◆ Text excerpt
My cousin Roger and I were eventually dispatched to my grandfather's bedroom. We were given the task of clearing out his dresser. Roger was about a year younger than I was, and his father and mine were the two sons who had made decent livings for themselves. My father's family was not rich by any means, my grandfather being a retired police officer from the 1950's when pensions were small but sufficient; however, my father had put himself through university to get a BS and eventually an MBA, and my Roger's father had opened his own successful business. The other aunts and uncles, though, were basically living paycheck-to-paycheck like most Americans still are doing today.

While clearing out the drawers, Roger and I came across my grandfather's old service revolver. We were southern boys, so we knew about guns and merely set it safely aside with the other items we were cataloging. We also came across a "blackjack." I asked my father about it when we told him about the revolver (which my father put out of the reach of our younger cousins). A blackjack is a leather device that looks much like a very small dumbbell, and has a small weight made of lead - maybe a fishing lure weight - at either end of the "dumbbell." The wielder holds one piece of leather-covered lead, and swings the blackjack as a small club. The leather and the weight of the lead increasing the force of the subsequent impact. A blackjack is a close cousin of "brass knuckles." My father explained that my grandfather had disarmed the blackjack wielder after being struck by it, and had kept the blackjack as a souvenir. I can tell you no more of the fate of the blackjack wielder.

Roger and I continued to go through my grandfather's things. We came upon a pencil cup full of pens of various types. My cousin ran his fingers across the top of the pencils and pens, and remarked, "Wow! There are enough pens here that all of the grandkids can have one." Now, I immediately realized that Roger was thinking, "What can I get out of Grandpa's death?"

This statement had a very profound effect on me. I was disgusted with Roger. I must admit that to this day, I cannot look at Roger - we're both in our 50's now - without remembering this statement. My grandfather had died, and Roger was wondering "What's in it for me?"

◆ Study material
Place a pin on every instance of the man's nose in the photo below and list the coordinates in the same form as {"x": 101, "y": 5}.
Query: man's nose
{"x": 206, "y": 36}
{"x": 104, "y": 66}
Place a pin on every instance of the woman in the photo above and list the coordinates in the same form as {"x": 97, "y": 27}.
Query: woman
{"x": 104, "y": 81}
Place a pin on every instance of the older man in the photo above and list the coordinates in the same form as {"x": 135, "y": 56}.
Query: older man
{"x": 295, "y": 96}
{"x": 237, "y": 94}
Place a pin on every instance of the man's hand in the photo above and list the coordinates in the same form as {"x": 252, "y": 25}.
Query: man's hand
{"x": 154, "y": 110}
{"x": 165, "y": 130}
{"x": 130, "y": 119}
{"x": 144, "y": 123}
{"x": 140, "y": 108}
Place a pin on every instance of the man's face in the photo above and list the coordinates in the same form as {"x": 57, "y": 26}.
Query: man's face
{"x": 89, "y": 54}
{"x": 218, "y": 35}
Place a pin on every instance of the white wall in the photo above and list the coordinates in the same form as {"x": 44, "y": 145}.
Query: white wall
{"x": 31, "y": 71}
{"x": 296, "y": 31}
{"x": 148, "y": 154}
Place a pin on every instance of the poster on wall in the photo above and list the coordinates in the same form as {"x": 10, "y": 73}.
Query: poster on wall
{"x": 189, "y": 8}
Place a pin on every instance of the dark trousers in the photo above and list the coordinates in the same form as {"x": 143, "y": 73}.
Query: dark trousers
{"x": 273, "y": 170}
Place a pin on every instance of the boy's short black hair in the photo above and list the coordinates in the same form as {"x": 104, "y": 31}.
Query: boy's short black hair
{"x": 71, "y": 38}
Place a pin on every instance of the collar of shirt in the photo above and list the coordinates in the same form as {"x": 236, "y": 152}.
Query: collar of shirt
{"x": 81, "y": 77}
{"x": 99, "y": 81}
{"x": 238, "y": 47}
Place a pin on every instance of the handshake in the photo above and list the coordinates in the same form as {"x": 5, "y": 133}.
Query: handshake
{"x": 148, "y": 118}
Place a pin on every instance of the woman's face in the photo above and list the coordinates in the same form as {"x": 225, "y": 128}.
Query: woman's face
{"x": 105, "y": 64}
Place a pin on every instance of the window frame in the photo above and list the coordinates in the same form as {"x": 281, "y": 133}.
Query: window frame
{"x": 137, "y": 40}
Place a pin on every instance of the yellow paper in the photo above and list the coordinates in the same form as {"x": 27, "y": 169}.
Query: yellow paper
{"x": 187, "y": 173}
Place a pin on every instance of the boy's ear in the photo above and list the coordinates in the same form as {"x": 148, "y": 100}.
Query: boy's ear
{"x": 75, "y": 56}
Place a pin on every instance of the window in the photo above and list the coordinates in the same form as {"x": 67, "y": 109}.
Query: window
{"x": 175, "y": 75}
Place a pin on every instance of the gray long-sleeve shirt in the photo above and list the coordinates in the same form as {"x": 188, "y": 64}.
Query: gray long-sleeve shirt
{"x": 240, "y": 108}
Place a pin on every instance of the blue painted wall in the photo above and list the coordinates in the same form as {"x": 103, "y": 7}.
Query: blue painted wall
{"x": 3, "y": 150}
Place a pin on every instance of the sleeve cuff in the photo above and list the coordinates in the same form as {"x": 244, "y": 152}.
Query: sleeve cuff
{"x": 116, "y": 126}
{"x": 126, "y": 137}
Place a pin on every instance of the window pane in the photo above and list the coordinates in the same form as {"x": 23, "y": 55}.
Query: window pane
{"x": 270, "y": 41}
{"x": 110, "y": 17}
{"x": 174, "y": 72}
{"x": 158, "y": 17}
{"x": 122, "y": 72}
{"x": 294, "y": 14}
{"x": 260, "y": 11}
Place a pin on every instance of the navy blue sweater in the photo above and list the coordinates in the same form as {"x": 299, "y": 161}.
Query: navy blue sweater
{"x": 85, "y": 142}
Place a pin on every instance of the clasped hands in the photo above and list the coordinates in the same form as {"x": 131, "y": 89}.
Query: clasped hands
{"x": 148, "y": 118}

◆ Brief 1
In the account of clearing out the grandfather's dresser, what was the grandfather's job before he retired?
◆ Brief 2
Update the account of clearing out the grandfather's dresser by writing it out again, starting with "My cousin Roger" and going on through "are doing today.", with "dresser" replaced by "chest of drawers".

◆ Solution 1
He was a police officer.

◆ Solution 2
My cousin Roger and I were eventually dispatched to my grandfather's bedroom. We were given the task of clearing out his chest of drawers. Roger was about a year younger than I was, and his father and mine were the two sons who had made decent livings for themselves. My father's family was not rich by any means, my grandfather being a retired police officer from the 1950's when pensions were small but sufficient; however, my father had put himself through university to get a BS and eventually an MBA, and my Roger's father had opened his own successful business. The other aunts and uncles, though, were basically living paycheck-to-paycheck like most Americans still are doing today.